--- START Recorded information ---

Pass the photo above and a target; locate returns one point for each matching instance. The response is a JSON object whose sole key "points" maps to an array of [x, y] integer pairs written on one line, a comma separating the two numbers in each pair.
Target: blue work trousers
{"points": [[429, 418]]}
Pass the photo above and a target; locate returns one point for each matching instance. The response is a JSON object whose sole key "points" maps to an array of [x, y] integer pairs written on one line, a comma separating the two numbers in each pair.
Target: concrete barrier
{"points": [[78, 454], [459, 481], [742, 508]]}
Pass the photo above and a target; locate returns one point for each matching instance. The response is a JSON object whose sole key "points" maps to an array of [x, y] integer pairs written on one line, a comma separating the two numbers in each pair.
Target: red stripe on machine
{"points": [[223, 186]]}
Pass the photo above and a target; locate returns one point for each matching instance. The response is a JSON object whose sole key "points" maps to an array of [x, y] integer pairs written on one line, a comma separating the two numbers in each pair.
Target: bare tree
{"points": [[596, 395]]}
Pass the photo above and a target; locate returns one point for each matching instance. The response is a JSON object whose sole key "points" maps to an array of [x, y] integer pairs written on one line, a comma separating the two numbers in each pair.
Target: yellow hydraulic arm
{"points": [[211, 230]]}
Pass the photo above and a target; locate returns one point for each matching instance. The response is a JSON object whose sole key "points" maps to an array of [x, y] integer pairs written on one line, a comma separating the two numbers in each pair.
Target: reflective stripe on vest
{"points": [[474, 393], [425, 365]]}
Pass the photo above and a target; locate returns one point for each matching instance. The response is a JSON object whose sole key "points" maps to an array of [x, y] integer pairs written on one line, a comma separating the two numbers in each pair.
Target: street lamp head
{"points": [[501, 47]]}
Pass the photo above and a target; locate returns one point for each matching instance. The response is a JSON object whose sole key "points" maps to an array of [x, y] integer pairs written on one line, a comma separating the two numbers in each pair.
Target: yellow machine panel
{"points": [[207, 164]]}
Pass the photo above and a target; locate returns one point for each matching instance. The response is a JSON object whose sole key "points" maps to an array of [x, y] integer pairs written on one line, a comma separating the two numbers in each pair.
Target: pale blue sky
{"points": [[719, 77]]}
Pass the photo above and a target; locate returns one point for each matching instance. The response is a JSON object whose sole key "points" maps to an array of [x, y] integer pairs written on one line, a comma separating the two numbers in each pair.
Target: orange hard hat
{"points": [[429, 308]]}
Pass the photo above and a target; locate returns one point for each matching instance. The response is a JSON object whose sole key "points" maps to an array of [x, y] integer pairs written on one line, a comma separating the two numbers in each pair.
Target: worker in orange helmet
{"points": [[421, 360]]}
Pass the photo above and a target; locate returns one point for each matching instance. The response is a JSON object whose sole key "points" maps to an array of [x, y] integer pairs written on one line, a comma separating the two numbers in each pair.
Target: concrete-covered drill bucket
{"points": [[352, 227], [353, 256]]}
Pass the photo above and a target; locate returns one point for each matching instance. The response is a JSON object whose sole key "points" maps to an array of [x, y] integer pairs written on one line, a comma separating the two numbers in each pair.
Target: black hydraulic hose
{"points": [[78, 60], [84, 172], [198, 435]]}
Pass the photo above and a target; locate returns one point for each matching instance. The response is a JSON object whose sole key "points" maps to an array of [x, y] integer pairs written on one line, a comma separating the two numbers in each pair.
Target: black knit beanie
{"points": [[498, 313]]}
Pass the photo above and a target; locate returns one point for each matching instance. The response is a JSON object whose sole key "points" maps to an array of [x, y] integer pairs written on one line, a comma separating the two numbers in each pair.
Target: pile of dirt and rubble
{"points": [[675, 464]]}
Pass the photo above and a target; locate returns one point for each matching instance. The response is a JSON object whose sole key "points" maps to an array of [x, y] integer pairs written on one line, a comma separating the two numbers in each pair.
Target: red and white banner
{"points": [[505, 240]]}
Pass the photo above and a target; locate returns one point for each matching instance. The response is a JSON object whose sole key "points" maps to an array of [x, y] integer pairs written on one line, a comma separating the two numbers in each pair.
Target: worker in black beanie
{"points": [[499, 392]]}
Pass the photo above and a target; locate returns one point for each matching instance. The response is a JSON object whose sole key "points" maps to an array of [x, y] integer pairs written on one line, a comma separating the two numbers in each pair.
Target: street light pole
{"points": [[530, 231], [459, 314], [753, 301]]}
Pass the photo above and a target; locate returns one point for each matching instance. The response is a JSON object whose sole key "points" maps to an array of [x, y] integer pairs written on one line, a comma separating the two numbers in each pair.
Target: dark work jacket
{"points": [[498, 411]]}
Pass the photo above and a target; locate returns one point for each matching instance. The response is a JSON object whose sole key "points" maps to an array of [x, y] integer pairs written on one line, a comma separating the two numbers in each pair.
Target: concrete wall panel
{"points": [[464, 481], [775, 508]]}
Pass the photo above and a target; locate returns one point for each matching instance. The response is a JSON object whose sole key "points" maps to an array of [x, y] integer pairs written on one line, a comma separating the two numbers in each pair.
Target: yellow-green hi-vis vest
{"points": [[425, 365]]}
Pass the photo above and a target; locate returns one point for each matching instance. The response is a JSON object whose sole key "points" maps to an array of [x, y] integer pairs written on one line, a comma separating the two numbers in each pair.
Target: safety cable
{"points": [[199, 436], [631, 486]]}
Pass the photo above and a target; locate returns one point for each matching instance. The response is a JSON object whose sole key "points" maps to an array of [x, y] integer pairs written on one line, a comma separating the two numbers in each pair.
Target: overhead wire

--- END Recorded information ---

#### Aim of the exercise
Write out every line from the records above, word for word.

#### Answer
Pass the photo above and a target; locate returns one point for each matching instance. The response is a JSON object whose sole key "points" maps to an array of [x, y] integer pairs written on one line, a comma separating the two numbers in each pair.
Target: blue work trousers
{"points": [[429, 418]]}
Pass the photo above and a target; locate returns one point for each matching instance. The response is a JSON object whose sole key "points" maps to an array of [x, y] integer pairs written on one line, a comma separating the two numbers in each pair.
Target: concrete barrier
{"points": [[78, 454], [459, 481], [742, 508]]}
Pass the photo above and a target; locate returns one point for each matching instance. The response is a JSON object whose sole key "points" maps to an array of [x, y] integer pairs written on one line, a comma separating the two numbers in each pair.
Target: red stripe on machine
{"points": [[223, 186]]}
Pass the photo above and a target; locate returns one point for each matching instance. The response is a JSON object whose sole key "points" maps to an array of [x, y] integer pairs written on one line, a comma separating the two numbers in each pair.
Target: bare tree
{"points": [[596, 395]]}
Pass the photo above and a target; locate returns one point for each matching instance. The response is a JSON object whose sole key "points" maps to an array of [x, y] integer pairs written on one line, a comma separating the two numbers in each pair.
Target: yellow hydraulic arm
{"points": [[211, 230]]}
Pass the photo above and a target; locate returns one point for each matching instance. The response is a JSON object whose sole key "points" maps to an array of [x, y] integer pairs written on one line, a comma separating the two numbers in each pair.
Target: reflective stripe on vest
{"points": [[474, 393], [425, 365]]}
Pass the photo above and a target; locate returns one point for each matching instance. The response is a JSON object whose sole key "points" maps to an array of [x, y] integer pairs written on one line, a comma separating the two numbers in each pair.
Target: street lamp head
{"points": [[501, 47]]}
Pass the photo above and a target; locate returns one point for each matching instance. The response is a JSON object whose sole key "points" maps to an array of [x, y] integer pairs written on one line, a comma separating the two numbers in each pair.
Target: yellow machine panel
{"points": [[207, 164]]}
Pass the photo above and a target; locate returns one point for each matching instance. The response is a JSON object whose sole key "points" maps to an array of [x, y] integer pairs written on one line, a comma separating the two numbers in each pair.
Target: pale blue sky
{"points": [[719, 77]]}
Pass the photo above and a target; locate returns one point for each matching instance. The response is a JSON object whose sole key "points" maps to an array of [x, y] integer pairs written on one line, a comma separating the two numbers in each pair.
Target: orange hard hat
{"points": [[429, 308]]}
Pass the photo above and a target; locate returns one point for each matching instance. The response is a JSON object whose sole key "points" maps to an array of [x, y] integer pairs written on one line, a comma separating the two numbers in each pair.
Target: worker in orange helmet
{"points": [[421, 360]]}
Pass the photo above and a target; locate returns one point for each matching instance. The response is a JSON object whose sole key "points" maps to an array of [x, y] integer pairs written on one line, a comma separating the two numbers in each pair.
Target: concrete-covered drill bucket
{"points": [[352, 227], [353, 256]]}
Pass the photo above and a target; locate returns one point for each matching instance. The response is a JSON object whose sole key "points" maps to an array of [x, y] integer pairs written on one line, a comma separating the two numbers in each pair.
Target: black hydraulic hose
{"points": [[78, 60], [84, 172], [198, 435]]}
Pass the photo above and a target; locate returns one point for each matching instance. The response is a JSON object whose sole key "points" maps to an array of [x, y] integer pairs written on one line, a comma separating the two numbers in each pair.
Target: black knit beanie
{"points": [[498, 313]]}
Pass the photo above and a target; locate returns one point for each matching instance. The response is a JSON object whose sole key "points" maps to an array of [x, y] integer pairs written on one line, a comma separating the two numbers in each pair.
Target: pile of dirt and rubble
{"points": [[675, 464]]}
Pass the photo above and a target; locate returns one point for each matching instance. The response is a JSON object whose sole key "points" maps to an array of [x, y] integer pairs written on one line, a comma separating the two numbers in each pair.
Target: red and white banner
{"points": [[505, 240]]}
Pass the photo above and a target; locate returns one point for each matching instance. The response is a JSON object whose sole key "points" maps to an array of [x, y] integer pairs written on one line, a comma separating the two numbers in each pair.
Target: worker in black beanie
{"points": [[499, 392]]}
Pass the photo above and a target; locate returns one point for each matching instance. The response is a JSON object whose sole key "points" maps to an array of [x, y] integer pairs written on one line, a comma separating the two numbers in each pair.
Target: street light pole
{"points": [[530, 231], [459, 314], [753, 301]]}
Pass the photo above and a target; locate returns one point for each matching instance. The response is a JSON object whose sole key "points" maps to an array of [x, y] integer pairs written on one line, a comma separating the two numbers in each pair.
Target: dark work jacket
{"points": [[498, 411]]}
Pass the photo above and a target; locate returns one point for each matching instance. The response is a JSON object whose sole key "points" maps to an array of [x, y] integer pairs written on one line, a comma separating the two numbers in each pair.
Target: concrete wall panel
{"points": [[464, 481], [775, 508]]}
Pass the photo above and a target; locate returns one point for each matching instance. The response is a JSON object whose sole key "points" maps to an array of [x, y] integer pairs written on one line, a comma separating the two numbers in each pair.
Target: yellow-green hi-vis vest
{"points": [[425, 365]]}
Pass the photo above and a target; locate returns one point for each matching instance. The response is a JSON object whose sole key "points" maps to an array of [x, y] integer pairs written on one line, a comma separating the two numbers in each pair.
Target: safety cable
{"points": [[199, 436], [631, 486]]}
Pass the photo above and a target; locate returns one point for each matching instance. The response is a JSON object whose sole key "points" maps to an array of [x, y] integer pairs written on one line, a comma separating the two numbers in each pair.
Target: overhead wire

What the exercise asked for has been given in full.